--- START OF Extracted records ---
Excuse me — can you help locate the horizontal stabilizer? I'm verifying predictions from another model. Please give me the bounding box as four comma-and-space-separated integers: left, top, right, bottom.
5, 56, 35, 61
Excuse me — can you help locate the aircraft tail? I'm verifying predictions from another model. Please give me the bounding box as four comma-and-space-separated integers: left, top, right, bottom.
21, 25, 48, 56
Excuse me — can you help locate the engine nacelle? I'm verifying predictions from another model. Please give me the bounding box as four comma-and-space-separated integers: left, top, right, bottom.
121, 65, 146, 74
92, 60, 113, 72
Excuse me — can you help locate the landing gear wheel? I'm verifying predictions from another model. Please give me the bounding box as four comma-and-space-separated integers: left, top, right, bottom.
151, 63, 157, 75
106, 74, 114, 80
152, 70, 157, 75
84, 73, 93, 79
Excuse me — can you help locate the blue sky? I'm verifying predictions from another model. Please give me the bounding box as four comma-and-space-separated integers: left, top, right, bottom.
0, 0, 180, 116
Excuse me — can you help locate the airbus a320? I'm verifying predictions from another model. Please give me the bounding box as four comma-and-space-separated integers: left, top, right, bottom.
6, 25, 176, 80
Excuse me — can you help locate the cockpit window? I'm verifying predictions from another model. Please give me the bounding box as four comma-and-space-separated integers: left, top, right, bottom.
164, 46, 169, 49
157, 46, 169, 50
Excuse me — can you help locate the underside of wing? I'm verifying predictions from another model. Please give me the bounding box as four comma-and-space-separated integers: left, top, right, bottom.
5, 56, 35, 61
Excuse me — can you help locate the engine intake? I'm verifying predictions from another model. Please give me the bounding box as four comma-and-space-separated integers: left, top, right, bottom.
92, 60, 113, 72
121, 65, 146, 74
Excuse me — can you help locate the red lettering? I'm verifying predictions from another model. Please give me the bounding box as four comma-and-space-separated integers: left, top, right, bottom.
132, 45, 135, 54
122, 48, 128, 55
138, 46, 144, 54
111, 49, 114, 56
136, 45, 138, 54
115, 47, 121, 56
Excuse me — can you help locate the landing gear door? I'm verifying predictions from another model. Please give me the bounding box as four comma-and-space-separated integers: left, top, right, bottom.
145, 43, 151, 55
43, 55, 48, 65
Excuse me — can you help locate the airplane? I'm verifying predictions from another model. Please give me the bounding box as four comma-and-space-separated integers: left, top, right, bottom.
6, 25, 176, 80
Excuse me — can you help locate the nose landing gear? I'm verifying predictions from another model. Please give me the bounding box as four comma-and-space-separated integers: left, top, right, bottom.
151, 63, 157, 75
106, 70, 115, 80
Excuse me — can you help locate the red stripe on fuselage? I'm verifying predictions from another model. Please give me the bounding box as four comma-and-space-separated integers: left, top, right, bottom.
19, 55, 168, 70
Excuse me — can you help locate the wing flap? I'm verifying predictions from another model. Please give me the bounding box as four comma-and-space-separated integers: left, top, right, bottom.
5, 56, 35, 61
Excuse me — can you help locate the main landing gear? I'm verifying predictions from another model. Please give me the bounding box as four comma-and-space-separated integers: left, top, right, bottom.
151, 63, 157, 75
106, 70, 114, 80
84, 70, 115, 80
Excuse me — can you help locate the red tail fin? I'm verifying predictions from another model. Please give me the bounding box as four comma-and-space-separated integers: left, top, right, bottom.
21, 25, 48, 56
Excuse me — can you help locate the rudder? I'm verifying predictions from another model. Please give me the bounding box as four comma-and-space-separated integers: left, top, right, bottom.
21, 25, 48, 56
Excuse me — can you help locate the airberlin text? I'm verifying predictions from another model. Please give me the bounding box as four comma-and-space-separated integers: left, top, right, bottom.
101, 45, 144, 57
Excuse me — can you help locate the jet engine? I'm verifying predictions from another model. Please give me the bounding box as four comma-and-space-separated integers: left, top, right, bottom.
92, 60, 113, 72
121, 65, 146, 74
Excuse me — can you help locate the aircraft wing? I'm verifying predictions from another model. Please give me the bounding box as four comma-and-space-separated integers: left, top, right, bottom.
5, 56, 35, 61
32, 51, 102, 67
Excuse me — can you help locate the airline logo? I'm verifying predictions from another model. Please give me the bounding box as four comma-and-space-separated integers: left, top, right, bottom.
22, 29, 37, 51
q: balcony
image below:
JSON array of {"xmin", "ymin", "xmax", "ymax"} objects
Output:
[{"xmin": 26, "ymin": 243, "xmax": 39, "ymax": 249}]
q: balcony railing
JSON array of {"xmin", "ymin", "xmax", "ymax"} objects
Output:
--- END OF Extracted records ---
Short task
Put the records above into a JSON list of strings, with one string for each line and no blank lines.

Final result
[
  "Excuse me — can you help locate the horizontal stabilizer? I'm verifying predictions from another model. Please give me the bounding box as four comma-and-space-separated integers: left, top, right, bottom.",
  "5, 56, 35, 61",
  "Excuse me — can you help locate the aircraft tail? I'm verifying predictions from another model. Please give me the bounding box as four comma-and-space-separated integers: left, top, right, bottom.",
  "21, 25, 48, 56",
  "Excuse me — can you help locate the engine nacelle? I'm verifying predictions from another model. Please give me the bounding box as four comma-and-space-separated integers: left, top, right, bottom.",
  "121, 65, 146, 74",
  "92, 60, 113, 72",
  "Excuse me — can you help locate the landing gear wheel? I'm verifying predictions from another model. Please give me the bounding box as four comma-and-space-separated integers: left, top, right, bottom.",
  "151, 63, 157, 75",
  "106, 74, 114, 80",
  "152, 70, 157, 75",
  "84, 73, 93, 79",
  "Excuse me — can you help locate the blue sky? I'm verifying predictions from another model. Please give me the bounding box as four comma-and-space-separated integers: left, top, right, bottom.",
  "0, 0, 180, 116",
  "Excuse me — can you help locate the airbus a320? I'm verifying predictions from another model. Please give me the bounding box as four comma-and-space-separated integers: left, top, right, bottom.",
  "6, 25, 176, 80",
  "Excuse me — can you help locate the cockpit window? I'm verifying predictions from another model. Please give me the bounding box as four comma-and-space-separated integers: left, top, right, bottom.",
  "164, 46, 169, 49",
  "157, 46, 169, 50",
  "Excuse me — can you help locate the underside of wing? I'm verifying predictions from another model. Please give me the bounding box as four comma-and-space-separated integers: left, top, right, bottom.",
  "5, 56, 35, 61",
  "Excuse me — can you help locate the engine intake? I'm verifying predictions from another model. Please give me the bounding box as four comma-and-space-separated integers: left, top, right, bottom.",
  "92, 60, 113, 72",
  "121, 65, 146, 74",
  "Excuse me — can you help locate the red lettering? I'm verifying predictions from another model. Please give me the bounding box as four comma-and-space-separated integers: left, top, right, bottom.",
  "132, 45, 135, 54",
  "122, 48, 128, 55",
  "138, 46, 144, 54",
  "111, 49, 114, 56",
  "136, 45, 138, 54",
  "115, 47, 121, 56",
  "Excuse me — can you help locate the landing gear door? I'm verifying predictions from another model. Please give me the bounding box as four comma-and-space-separated integers: left, top, right, bottom.",
  "145, 43, 151, 55",
  "43, 55, 48, 65",
  "Excuse me — can you help locate the airplane? I'm verifying predictions from another model. Please give me the bounding box as four comma-and-space-separated integers: left, top, right, bottom.",
  "6, 25, 176, 80",
  "Excuse me — can you help locate the nose landing gear? I'm verifying predictions from another model. Please give me the bounding box as four comma-and-space-separated integers: left, top, right, bottom.",
  "151, 63, 157, 75",
  "106, 70, 115, 80",
  "Excuse me — can you help locate the red stripe on fuselage? I'm verifying predictions from another model. Please give me the bounding box as four comma-and-space-separated integers: left, top, right, bottom.",
  "19, 55, 168, 70",
  "Excuse me — can you help locate the wing flap? I'm verifying predictions from another model. Please give me the bounding box as four comma-and-space-separated integers: left, top, right, bottom.",
  "5, 56, 35, 61",
  "Excuse me — can you help locate the main landing gear? I'm verifying predictions from another model. Please give me the bounding box as four comma-and-space-separated integers: left, top, right, bottom.",
  "151, 63, 157, 75",
  "106, 70, 114, 80",
  "84, 70, 115, 80",
  "Excuse me — can you help locate the red tail fin? I'm verifying predictions from another model. Please give me the bounding box as four comma-and-space-separated integers: left, top, right, bottom.",
  "21, 25, 48, 56",
  "Excuse me — can you help locate the rudder? I'm verifying predictions from another model. Please give me the bounding box as four comma-and-space-separated integers: left, top, right, bottom.",
  "21, 25, 48, 56",
  "Excuse me — can you help locate the airberlin text? I'm verifying predictions from another model. Please give me the bounding box as four comma-and-space-separated integers: left, top, right, bottom.",
  "101, 45, 144, 57",
  "Excuse me — can you help locate the jet engine? I'm verifying predictions from another model. Please give me the bounding box as four comma-and-space-separated integers: left, top, right, bottom.",
  "92, 60, 113, 72",
  "121, 65, 146, 74",
  "Excuse me — can you help locate the aircraft wing? I'm verifying predictions from another model. Please give me the bounding box as four comma-and-space-separated integers: left, top, right, bottom.",
  "5, 56, 35, 61",
  "32, 51, 102, 67",
  "Excuse me — can you help locate the airline logo? I'm verifying predictions from another model. Please give me the bounding box as four comma-and-space-separated integers: left, top, right, bottom.",
  "22, 29, 37, 51",
  "q: balcony",
  "image below:",
  "JSON array of {\"xmin\", \"ymin\", \"xmax\", \"ymax\"} objects",
  "Output:",
  "[{\"xmin\": 26, \"ymin\": 243, \"xmax\": 39, \"ymax\": 249}]",
  "q: balcony railing",
  "JSON array of {\"xmin\", \"ymin\", \"xmax\", \"ymax\"} objects",
  "Output:"
]